TASK PROMPT> An exact transcript is needed of the material below, beginning at the line that contains "For every instance of the sky" and continuing through its last line; nothing else should appear.

RECORDS PROVIDED>
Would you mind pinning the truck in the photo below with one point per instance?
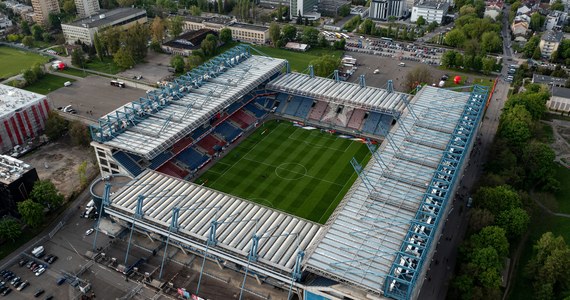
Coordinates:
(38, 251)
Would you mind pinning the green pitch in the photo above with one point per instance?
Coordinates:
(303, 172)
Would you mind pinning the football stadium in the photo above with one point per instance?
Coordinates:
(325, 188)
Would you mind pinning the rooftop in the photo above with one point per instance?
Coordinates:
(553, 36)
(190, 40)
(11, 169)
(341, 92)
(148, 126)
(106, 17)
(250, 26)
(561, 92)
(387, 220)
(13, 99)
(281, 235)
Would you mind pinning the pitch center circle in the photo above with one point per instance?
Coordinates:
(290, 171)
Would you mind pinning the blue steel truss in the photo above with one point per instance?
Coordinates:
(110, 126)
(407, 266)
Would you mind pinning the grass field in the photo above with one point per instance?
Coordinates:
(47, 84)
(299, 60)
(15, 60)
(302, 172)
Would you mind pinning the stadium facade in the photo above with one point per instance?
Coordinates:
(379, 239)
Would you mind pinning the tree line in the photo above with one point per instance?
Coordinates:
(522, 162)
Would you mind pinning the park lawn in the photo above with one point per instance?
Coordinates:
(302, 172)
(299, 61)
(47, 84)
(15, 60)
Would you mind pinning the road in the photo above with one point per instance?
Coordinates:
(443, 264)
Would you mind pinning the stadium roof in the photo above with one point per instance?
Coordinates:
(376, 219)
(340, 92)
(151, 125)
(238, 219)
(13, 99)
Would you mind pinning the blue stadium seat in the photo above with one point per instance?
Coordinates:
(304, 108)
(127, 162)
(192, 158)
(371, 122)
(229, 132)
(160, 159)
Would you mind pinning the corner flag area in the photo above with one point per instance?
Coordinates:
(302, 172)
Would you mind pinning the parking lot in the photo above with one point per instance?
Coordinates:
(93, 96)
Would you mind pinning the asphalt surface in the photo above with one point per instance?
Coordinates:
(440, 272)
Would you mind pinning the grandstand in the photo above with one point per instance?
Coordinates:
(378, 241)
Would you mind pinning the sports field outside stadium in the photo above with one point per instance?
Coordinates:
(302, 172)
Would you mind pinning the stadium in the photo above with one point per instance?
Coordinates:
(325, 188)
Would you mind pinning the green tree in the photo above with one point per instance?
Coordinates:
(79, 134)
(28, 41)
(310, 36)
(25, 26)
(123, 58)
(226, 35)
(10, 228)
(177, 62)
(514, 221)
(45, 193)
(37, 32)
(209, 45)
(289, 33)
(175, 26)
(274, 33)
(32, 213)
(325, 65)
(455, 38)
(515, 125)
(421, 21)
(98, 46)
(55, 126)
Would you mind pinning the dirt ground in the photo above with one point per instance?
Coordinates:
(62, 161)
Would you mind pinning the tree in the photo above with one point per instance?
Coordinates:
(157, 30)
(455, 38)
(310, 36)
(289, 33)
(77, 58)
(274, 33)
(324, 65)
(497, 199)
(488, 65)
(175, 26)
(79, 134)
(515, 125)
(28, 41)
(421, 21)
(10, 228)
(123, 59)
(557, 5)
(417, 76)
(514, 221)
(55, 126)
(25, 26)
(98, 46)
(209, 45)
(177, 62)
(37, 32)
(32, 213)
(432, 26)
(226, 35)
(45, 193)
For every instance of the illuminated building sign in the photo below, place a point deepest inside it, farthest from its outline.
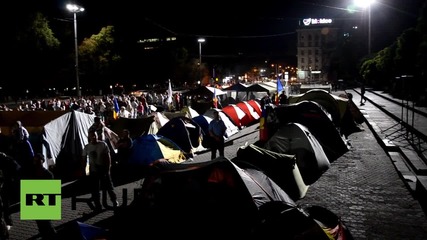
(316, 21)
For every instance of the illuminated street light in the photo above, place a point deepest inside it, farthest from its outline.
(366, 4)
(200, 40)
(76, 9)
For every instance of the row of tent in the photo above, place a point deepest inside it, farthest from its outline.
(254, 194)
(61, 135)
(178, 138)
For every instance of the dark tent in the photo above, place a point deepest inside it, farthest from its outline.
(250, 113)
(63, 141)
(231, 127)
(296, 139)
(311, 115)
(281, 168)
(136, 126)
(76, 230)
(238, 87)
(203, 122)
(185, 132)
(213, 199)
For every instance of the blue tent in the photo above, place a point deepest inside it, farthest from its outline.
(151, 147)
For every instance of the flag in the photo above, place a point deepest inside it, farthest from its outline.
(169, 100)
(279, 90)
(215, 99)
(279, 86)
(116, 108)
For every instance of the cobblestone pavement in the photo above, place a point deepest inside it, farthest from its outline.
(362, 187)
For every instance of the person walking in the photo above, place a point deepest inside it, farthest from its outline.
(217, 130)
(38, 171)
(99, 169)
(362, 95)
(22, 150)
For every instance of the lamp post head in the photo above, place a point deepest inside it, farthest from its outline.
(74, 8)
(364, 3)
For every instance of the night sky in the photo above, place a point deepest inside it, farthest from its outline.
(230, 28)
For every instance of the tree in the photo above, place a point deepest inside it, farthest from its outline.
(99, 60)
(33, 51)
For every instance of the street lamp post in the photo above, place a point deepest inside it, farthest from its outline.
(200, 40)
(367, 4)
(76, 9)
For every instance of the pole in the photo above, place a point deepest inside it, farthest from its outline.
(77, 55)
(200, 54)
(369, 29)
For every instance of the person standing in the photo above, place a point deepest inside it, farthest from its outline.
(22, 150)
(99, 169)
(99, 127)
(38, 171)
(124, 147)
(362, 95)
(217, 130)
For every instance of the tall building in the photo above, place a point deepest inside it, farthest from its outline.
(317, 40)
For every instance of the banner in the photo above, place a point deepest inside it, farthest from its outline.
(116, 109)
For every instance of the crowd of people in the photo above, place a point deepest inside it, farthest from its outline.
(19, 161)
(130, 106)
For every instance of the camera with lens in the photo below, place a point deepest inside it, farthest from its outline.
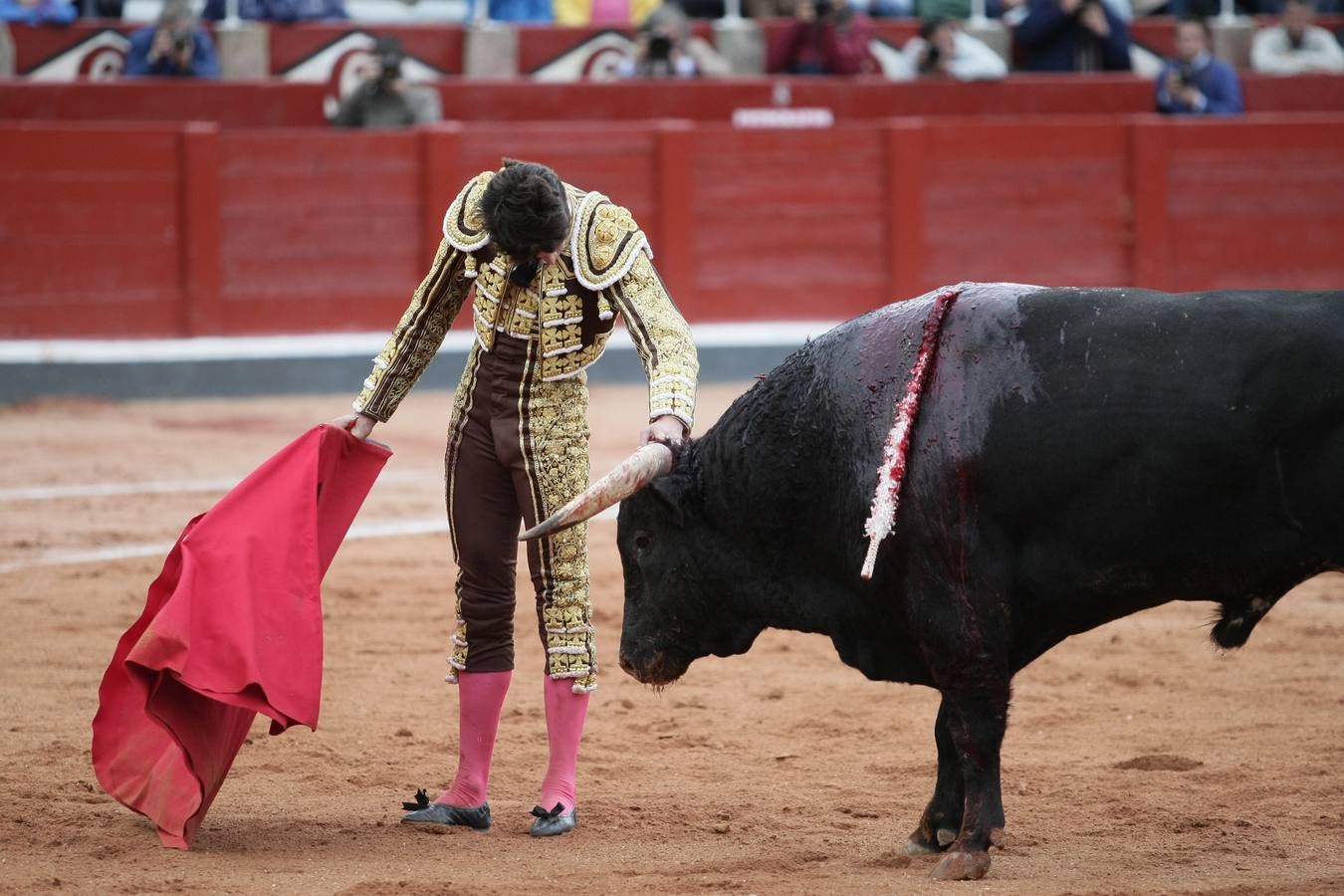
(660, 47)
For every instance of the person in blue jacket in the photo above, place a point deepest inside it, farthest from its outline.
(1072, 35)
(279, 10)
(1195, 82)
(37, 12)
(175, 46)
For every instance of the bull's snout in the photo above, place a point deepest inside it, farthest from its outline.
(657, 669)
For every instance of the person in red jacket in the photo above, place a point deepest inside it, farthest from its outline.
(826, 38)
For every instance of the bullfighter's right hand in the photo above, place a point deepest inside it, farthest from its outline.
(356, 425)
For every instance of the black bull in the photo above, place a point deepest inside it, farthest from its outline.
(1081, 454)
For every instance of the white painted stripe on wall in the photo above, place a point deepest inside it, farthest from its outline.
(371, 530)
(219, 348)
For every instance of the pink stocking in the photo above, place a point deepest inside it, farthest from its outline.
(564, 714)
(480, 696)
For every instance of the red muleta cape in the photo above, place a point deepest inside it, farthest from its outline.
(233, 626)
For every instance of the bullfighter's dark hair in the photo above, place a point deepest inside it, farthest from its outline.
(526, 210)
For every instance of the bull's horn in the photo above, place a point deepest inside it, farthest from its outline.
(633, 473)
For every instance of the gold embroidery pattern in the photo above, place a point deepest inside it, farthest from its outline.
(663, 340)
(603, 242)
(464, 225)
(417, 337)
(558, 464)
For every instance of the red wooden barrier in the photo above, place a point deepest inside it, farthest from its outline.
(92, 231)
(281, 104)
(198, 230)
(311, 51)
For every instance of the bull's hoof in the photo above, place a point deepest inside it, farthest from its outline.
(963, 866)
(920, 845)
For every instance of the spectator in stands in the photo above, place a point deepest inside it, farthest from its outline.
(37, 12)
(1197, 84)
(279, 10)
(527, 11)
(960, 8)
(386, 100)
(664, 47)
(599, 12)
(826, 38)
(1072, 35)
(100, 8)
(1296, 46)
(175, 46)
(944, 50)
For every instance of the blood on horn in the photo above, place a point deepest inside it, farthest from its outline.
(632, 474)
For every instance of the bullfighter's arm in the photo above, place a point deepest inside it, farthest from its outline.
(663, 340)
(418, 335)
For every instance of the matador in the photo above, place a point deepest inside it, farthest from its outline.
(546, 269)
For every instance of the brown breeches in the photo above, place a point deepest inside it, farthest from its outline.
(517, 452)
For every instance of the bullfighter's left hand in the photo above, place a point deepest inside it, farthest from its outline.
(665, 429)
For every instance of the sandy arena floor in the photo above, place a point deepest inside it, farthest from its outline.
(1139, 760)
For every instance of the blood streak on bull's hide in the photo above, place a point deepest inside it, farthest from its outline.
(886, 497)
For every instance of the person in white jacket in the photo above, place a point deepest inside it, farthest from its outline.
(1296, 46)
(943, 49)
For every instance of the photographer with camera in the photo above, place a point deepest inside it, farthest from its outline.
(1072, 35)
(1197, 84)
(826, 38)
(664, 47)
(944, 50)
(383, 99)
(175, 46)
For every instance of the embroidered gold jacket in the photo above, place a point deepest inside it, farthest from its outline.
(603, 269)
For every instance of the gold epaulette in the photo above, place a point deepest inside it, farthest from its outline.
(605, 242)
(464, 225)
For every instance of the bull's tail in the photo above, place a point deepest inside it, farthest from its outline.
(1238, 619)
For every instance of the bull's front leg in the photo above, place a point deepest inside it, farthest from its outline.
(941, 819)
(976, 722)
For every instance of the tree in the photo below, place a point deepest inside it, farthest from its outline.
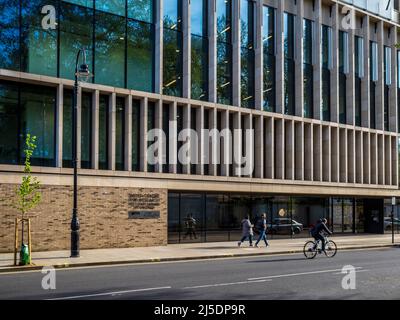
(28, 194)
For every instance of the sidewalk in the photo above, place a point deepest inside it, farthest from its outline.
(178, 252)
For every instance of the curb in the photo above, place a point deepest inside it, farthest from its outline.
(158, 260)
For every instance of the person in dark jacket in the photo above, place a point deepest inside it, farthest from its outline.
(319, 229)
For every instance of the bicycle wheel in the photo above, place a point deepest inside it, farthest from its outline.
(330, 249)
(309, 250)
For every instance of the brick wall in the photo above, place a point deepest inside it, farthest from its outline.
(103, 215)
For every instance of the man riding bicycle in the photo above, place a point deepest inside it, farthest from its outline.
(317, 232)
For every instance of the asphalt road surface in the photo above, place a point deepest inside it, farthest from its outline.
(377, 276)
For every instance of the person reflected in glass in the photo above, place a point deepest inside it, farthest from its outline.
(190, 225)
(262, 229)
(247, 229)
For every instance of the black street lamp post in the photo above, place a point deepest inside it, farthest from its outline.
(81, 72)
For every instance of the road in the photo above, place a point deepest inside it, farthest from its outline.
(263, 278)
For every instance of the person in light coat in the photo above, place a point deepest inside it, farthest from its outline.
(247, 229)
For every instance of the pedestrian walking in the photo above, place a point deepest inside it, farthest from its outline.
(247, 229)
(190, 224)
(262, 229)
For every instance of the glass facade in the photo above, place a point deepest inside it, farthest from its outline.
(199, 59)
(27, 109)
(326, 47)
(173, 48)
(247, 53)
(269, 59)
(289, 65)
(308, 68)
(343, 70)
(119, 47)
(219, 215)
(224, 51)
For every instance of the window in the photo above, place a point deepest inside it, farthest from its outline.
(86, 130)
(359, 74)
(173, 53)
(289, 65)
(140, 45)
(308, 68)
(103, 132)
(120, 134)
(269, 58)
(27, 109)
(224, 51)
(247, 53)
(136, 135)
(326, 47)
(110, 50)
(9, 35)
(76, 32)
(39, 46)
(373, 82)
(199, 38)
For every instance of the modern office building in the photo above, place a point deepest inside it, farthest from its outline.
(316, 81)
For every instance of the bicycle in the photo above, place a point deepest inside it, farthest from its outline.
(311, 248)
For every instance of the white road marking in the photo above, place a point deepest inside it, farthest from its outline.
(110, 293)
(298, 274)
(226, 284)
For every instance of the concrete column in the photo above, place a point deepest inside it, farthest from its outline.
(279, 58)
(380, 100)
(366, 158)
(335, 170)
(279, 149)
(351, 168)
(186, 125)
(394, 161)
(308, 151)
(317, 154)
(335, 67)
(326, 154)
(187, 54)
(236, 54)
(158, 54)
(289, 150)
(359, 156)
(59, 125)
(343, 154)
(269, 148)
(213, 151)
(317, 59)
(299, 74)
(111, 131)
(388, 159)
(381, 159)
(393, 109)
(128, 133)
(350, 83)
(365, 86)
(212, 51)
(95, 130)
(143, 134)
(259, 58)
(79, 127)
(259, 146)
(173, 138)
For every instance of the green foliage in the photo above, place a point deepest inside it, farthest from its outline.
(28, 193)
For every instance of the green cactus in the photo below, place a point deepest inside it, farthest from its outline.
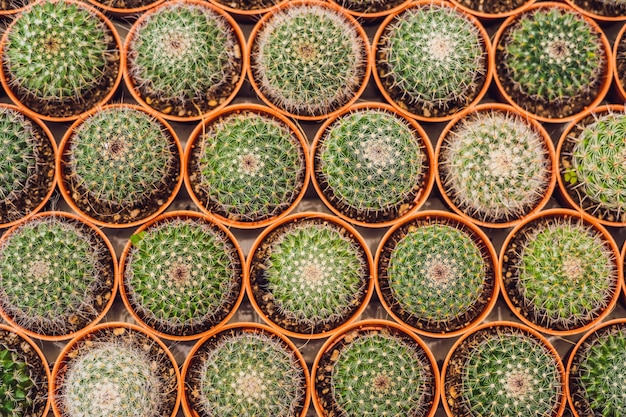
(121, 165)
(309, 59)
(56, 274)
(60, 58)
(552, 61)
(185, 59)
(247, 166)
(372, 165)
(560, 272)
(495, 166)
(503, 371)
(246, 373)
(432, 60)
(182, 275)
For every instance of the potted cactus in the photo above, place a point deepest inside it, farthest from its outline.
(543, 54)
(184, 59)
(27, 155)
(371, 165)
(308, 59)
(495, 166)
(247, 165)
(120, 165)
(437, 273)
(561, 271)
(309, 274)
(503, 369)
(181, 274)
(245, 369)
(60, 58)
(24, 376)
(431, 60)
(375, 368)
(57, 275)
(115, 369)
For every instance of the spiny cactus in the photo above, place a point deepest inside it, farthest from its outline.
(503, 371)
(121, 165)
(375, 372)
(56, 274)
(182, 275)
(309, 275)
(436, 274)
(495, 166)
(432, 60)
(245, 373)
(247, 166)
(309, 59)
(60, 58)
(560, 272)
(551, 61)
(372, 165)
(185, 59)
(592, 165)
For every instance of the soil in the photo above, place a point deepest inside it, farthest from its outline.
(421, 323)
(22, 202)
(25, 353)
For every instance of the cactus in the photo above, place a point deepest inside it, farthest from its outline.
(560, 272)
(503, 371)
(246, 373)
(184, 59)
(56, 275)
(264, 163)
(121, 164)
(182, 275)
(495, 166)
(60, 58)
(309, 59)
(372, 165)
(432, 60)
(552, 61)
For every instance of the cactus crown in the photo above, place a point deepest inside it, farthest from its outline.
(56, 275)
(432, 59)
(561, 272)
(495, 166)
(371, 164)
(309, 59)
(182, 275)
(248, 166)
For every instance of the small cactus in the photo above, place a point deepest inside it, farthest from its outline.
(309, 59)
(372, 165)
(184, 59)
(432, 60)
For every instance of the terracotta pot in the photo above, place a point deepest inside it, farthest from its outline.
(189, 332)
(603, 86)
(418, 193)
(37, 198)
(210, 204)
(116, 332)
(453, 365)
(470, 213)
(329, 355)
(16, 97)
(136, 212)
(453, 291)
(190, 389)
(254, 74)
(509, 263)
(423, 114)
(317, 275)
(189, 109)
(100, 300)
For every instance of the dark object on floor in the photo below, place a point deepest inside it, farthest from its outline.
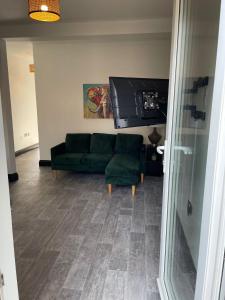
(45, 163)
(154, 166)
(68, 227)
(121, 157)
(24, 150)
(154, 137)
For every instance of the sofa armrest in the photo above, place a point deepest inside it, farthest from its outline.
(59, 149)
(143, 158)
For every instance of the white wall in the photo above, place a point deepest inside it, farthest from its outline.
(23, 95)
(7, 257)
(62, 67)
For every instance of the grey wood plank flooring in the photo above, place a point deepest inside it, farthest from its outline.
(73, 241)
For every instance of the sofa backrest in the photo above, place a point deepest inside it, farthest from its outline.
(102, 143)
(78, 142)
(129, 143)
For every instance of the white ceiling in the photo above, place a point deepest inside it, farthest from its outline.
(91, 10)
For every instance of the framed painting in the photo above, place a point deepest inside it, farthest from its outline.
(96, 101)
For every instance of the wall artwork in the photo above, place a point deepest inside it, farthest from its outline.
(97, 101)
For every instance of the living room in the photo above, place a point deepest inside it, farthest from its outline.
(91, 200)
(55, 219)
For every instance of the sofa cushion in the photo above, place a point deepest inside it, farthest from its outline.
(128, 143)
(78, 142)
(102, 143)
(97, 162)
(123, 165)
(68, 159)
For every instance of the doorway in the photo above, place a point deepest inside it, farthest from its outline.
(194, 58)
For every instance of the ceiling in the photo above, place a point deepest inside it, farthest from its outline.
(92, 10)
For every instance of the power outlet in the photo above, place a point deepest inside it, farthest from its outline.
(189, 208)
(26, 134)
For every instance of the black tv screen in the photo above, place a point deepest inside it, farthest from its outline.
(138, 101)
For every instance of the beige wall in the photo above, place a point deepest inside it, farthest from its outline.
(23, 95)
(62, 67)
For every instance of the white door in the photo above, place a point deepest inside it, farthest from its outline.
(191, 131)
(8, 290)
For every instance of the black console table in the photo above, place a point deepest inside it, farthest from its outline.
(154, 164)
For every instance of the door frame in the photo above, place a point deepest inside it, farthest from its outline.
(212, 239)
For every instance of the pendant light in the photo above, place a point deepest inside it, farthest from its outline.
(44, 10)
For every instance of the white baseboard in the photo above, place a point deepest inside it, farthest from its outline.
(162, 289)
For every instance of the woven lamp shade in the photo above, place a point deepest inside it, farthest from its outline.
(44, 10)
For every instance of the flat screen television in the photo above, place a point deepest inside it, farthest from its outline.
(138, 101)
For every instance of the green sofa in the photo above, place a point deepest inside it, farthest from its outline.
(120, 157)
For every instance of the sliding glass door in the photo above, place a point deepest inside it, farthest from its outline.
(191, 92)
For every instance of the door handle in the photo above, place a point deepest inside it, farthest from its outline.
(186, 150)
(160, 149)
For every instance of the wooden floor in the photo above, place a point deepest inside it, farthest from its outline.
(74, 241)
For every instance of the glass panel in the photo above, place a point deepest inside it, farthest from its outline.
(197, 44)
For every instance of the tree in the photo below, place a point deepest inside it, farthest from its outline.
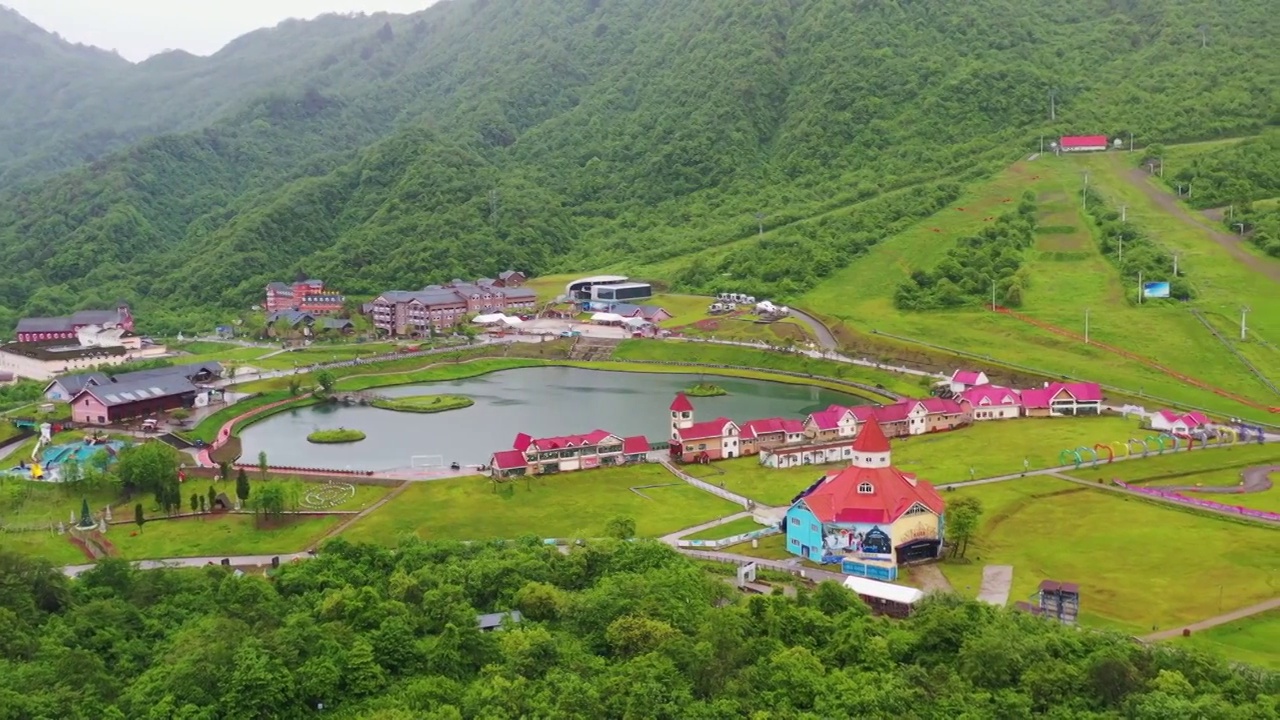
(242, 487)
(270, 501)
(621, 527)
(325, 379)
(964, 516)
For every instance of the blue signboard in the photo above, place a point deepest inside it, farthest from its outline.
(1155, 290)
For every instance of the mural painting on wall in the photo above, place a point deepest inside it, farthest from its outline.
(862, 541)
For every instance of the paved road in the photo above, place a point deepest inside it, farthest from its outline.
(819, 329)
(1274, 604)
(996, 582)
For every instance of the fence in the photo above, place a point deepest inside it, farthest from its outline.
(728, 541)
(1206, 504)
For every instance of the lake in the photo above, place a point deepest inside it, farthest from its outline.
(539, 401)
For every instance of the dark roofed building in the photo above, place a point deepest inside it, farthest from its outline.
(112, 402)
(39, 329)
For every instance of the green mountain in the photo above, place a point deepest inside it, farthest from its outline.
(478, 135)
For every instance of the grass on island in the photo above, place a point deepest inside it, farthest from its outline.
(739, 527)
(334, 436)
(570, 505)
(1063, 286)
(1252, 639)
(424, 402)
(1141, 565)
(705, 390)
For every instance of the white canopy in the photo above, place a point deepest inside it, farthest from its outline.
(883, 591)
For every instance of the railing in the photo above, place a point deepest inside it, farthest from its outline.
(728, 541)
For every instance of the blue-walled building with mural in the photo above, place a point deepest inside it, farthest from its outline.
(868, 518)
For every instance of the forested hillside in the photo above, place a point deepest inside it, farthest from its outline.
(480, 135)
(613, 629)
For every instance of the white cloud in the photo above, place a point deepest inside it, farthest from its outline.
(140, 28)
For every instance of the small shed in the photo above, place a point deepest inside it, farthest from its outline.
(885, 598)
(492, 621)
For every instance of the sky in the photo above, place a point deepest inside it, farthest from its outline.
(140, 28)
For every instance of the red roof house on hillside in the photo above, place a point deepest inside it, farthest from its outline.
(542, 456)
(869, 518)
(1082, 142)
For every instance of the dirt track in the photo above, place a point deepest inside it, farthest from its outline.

EXERCISE SOLUTION>
For every instance of the sky in the photo above, place a point deepest inside it, farthest from its outline.
(140, 28)
For every instance of the red roof house on hillside in the photo above, place a point deepest inside it, farthest from its outline.
(542, 456)
(869, 518)
(1082, 142)
For every instance of the dirt track in the photo above, place a point deepest inside it, farthest from its outline.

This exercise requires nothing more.